Give back exactly the lines that run from the line containing "building with a single point per instance." through the end of the listing below. Leave out every other line.

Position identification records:
----------
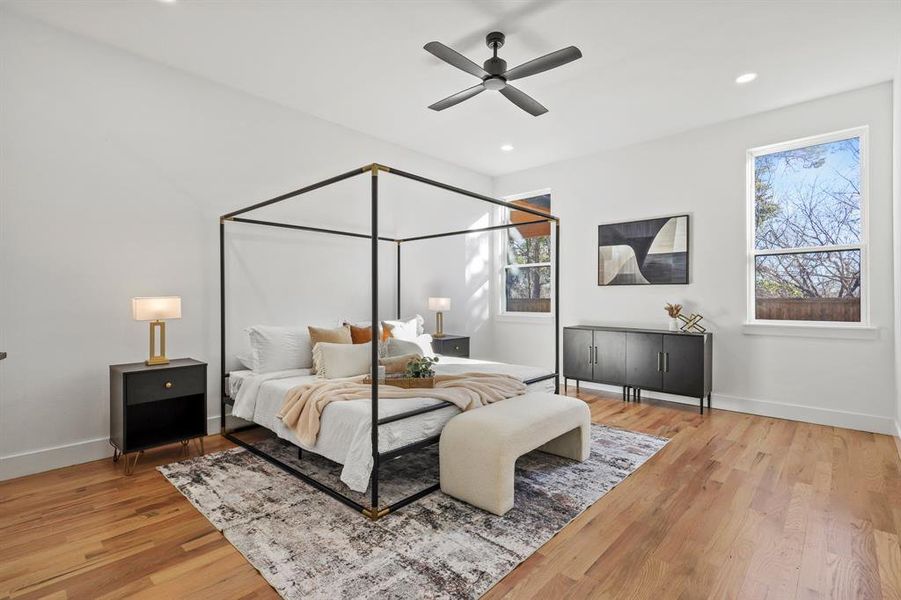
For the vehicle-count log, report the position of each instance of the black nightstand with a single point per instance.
(451, 345)
(156, 405)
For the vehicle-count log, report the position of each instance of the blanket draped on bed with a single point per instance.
(304, 404)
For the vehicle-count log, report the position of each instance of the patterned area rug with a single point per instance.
(308, 545)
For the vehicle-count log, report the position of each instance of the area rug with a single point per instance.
(307, 545)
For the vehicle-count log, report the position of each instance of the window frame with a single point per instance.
(503, 216)
(786, 325)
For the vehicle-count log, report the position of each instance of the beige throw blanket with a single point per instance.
(304, 404)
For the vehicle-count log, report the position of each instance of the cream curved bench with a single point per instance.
(479, 448)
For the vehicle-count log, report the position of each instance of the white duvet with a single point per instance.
(344, 434)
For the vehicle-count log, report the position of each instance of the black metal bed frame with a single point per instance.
(374, 511)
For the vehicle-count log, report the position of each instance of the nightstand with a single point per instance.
(451, 345)
(156, 405)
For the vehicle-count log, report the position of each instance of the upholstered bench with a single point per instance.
(479, 448)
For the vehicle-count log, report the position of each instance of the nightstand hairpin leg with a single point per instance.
(131, 464)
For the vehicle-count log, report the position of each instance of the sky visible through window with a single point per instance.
(808, 198)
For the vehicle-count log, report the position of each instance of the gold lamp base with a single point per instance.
(157, 359)
(439, 324)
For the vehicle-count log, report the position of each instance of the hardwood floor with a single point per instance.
(735, 506)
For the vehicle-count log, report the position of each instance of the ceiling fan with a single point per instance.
(494, 73)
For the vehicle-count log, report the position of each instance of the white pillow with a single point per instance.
(279, 348)
(246, 359)
(422, 345)
(342, 360)
(407, 329)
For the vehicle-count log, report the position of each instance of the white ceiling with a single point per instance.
(649, 68)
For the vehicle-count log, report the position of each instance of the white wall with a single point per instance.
(896, 205)
(114, 173)
(702, 172)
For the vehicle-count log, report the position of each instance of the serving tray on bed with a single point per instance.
(407, 382)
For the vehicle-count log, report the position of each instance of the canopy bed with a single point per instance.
(407, 425)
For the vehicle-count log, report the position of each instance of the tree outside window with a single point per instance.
(527, 270)
(808, 238)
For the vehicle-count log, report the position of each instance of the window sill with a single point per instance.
(523, 317)
(812, 330)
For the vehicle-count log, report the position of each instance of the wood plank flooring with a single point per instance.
(736, 506)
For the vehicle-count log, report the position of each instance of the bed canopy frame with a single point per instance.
(374, 510)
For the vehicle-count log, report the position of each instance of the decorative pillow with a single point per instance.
(333, 335)
(279, 348)
(398, 364)
(362, 334)
(396, 347)
(405, 329)
(246, 359)
(333, 361)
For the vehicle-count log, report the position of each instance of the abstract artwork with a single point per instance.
(653, 251)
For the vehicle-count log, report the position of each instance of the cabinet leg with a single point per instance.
(131, 464)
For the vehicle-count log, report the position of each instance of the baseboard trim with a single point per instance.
(65, 455)
(768, 408)
(898, 437)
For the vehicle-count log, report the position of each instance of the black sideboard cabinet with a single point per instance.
(640, 359)
(156, 405)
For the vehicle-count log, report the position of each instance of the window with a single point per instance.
(808, 230)
(527, 277)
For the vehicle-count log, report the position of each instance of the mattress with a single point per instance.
(344, 433)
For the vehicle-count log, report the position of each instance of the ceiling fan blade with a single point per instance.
(523, 100)
(544, 63)
(452, 57)
(458, 97)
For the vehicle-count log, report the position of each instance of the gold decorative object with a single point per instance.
(439, 305)
(690, 324)
(155, 309)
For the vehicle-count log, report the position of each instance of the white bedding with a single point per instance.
(344, 433)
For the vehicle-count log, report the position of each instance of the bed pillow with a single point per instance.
(330, 335)
(422, 345)
(405, 329)
(398, 347)
(398, 364)
(279, 348)
(246, 359)
(333, 361)
(360, 334)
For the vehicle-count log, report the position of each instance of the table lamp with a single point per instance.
(155, 309)
(439, 305)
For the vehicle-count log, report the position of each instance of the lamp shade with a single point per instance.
(156, 308)
(439, 304)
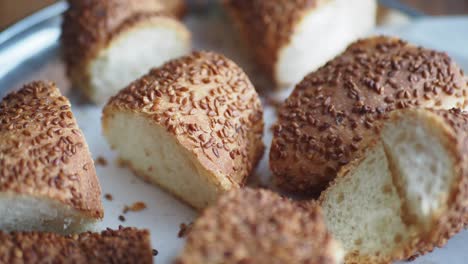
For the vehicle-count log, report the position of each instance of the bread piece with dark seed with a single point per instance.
(334, 113)
(47, 176)
(193, 126)
(259, 226)
(125, 245)
(409, 192)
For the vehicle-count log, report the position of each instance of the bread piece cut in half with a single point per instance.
(47, 176)
(259, 226)
(331, 116)
(290, 38)
(193, 126)
(125, 245)
(408, 194)
(108, 44)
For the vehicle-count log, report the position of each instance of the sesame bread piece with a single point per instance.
(408, 194)
(332, 115)
(193, 126)
(109, 43)
(125, 245)
(290, 38)
(259, 226)
(176, 8)
(47, 176)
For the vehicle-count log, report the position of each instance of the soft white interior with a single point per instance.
(422, 161)
(154, 153)
(132, 54)
(363, 210)
(27, 213)
(322, 34)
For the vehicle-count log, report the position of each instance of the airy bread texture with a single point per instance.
(193, 126)
(47, 176)
(332, 115)
(259, 226)
(107, 44)
(291, 38)
(125, 245)
(408, 194)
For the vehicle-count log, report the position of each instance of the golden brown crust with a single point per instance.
(333, 114)
(209, 104)
(43, 153)
(259, 226)
(125, 245)
(176, 8)
(454, 124)
(453, 127)
(89, 26)
(268, 25)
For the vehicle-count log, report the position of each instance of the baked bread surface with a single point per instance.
(259, 226)
(44, 159)
(206, 110)
(332, 115)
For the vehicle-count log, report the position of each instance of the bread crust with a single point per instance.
(259, 226)
(90, 26)
(452, 126)
(43, 152)
(208, 103)
(125, 245)
(267, 26)
(334, 114)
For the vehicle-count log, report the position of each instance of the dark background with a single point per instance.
(12, 10)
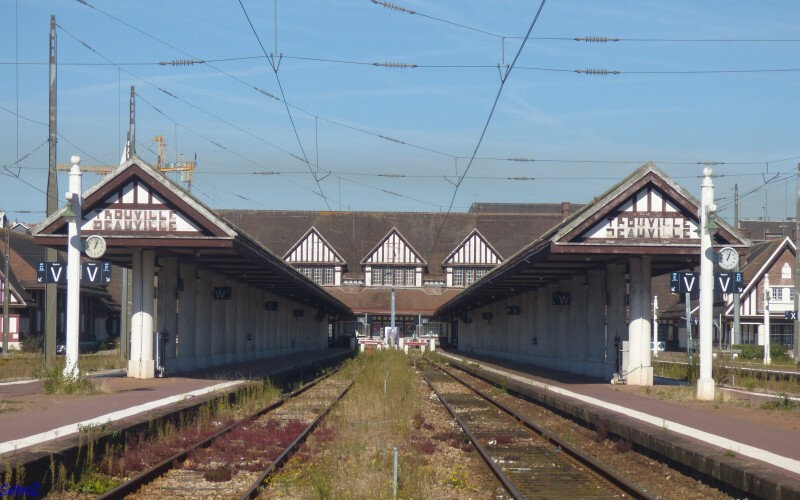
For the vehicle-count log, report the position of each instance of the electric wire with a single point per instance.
(294, 127)
(503, 81)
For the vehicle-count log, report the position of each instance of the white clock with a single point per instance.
(95, 246)
(728, 258)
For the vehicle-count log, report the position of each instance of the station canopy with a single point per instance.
(137, 207)
(646, 213)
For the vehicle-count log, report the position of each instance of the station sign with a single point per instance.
(684, 282)
(98, 273)
(729, 282)
(689, 282)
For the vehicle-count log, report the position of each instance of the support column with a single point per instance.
(187, 315)
(230, 322)
(242, 303)
(218, 307)
(640, 371)
(142, 364)
(168, 315)
(202, 344)
(616, 331)
(594, 346)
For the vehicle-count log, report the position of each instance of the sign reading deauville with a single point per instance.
(136, 220)
(645, 226)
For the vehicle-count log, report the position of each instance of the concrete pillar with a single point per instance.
(616, 330)
(595, 324)
(142, 364)
(218, 307)
(168, 305)
(242, 301)
(577, 331)
(202, 344)
(187, 316)
(640, 371)
(230, 322)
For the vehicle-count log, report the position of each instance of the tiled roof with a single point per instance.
(353, 234)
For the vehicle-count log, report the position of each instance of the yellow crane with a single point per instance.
(185, 167)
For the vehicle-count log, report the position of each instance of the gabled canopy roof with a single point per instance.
(646, 213)
(138, 207)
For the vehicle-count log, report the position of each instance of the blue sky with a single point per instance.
(676, 120)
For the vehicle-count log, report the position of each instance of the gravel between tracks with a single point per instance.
(188, 481)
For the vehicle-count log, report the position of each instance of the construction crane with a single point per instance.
(186, 168)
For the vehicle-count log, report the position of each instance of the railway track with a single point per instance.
(528, 461)
(237, 460)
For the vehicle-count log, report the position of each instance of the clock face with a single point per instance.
(728, 258)
(95, 246)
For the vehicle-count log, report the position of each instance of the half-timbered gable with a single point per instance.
(470, 260)
(393, 262)
(313, 256)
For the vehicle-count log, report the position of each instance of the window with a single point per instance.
(469, 276)
(458, 277)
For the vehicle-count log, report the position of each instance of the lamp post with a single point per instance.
(73, 215)
(705, 384)
(767, 298)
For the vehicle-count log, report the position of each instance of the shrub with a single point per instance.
(54, 382)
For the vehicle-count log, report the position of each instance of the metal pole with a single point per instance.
(124, 317)
(689, 325)
(394, 481)
(655, 326)
(767, 298)
(736, 335)
(797, 272)
(6, 291)
(393, 334)
(51, 289)
(705, 384)
(73, 270)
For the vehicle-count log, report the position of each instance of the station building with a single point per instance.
(578, 298)
(217, 295)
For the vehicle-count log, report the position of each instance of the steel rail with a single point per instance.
(130, 486)
(255, 488)
(501, 476)
(621, 482)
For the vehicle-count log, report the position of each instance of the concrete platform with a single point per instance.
(757, 445)
(31, 419)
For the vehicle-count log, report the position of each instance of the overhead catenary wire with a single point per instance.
(503, 81)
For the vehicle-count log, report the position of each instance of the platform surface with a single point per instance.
(775, 432)
(29, 417)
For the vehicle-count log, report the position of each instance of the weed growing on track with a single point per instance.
(355, 460)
----------
- _Answer below_
For the vehicle-count log, report the position of each instance of the station building with a single point per instance.
(578, 298)
(217, 295)
For the vehicle-count log, report the position of each instance of the steel rail with a single point per instance.
(130, 486)
(255, 488)
(501, 476)
(621, 482)
For the vehicle-count log, report the position of each instance of the concrete platform with a single point per instance.
(757, 445)
(31, 419)
For the vehicle-count log, report the position of each instance of the overhead catenary wire with a single point per instance.
(503, 81)
For the vehicle-count log, report the position of each instance of the platform surface with a single point per instance.
(775, 432)
(29, 417)
For the vehicle-count log, report the position of each instance of the weed growing on track with a single point per instance.
(355, 460)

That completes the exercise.